▼

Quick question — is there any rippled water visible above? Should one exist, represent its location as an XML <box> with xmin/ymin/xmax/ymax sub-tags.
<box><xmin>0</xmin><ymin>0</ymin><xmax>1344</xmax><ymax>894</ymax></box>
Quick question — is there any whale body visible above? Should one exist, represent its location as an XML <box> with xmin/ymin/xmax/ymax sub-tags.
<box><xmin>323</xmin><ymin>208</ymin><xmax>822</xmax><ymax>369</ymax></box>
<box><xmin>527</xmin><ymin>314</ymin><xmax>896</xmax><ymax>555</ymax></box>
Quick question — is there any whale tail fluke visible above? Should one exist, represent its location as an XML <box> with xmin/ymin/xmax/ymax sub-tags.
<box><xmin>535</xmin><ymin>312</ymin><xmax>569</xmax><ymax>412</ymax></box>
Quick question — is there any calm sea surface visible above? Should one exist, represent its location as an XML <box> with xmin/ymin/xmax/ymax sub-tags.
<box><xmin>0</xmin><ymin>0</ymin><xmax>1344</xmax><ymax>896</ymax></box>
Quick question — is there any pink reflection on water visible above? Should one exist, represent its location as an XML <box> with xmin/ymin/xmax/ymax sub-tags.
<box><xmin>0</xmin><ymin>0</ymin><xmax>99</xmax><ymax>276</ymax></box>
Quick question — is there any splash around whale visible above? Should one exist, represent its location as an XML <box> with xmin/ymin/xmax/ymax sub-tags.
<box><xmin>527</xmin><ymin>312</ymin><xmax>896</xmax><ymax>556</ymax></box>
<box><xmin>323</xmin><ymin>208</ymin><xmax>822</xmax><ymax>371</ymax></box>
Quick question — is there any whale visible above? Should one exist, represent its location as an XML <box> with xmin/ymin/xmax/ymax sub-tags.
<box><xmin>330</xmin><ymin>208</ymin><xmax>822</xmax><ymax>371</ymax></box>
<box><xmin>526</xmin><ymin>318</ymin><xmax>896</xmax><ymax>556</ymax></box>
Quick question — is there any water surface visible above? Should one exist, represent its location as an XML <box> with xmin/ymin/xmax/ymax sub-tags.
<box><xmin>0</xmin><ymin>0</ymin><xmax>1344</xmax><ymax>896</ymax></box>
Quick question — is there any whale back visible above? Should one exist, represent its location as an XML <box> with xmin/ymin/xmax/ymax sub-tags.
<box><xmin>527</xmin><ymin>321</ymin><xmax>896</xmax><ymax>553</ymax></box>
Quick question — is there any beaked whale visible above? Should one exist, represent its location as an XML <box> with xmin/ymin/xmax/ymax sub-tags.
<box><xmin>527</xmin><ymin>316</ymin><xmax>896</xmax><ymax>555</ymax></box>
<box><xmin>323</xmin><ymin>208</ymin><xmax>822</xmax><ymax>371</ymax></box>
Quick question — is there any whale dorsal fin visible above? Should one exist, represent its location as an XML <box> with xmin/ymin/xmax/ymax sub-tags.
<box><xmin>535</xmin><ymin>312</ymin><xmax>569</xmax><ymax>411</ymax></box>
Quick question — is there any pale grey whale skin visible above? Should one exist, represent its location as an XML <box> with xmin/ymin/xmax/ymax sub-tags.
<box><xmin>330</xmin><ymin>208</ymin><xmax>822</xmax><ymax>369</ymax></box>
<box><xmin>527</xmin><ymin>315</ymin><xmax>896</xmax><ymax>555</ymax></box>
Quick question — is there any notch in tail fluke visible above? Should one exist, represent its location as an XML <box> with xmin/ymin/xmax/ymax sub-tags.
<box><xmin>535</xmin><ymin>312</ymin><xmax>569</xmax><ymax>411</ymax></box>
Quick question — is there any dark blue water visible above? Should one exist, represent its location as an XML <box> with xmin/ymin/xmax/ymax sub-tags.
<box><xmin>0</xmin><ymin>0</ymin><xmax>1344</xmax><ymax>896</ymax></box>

▲

**WHAT THE EXERCISE ASKS**
Gather every line of the data above that contains the string "surface" and copy each one in full. The match is case-sensitive.

**THE COMPLETED TASK**
Quick question — is there any calm sea surface visible above? Should one exist, represent its location as an XML <box> with xmin/ymin/xmax/ymax sub-tags.
Quick question — is there any water surface visible above? Should one exist, represent its location as an XML <box> with xmin/ymin/xmax/ymax sub-tags.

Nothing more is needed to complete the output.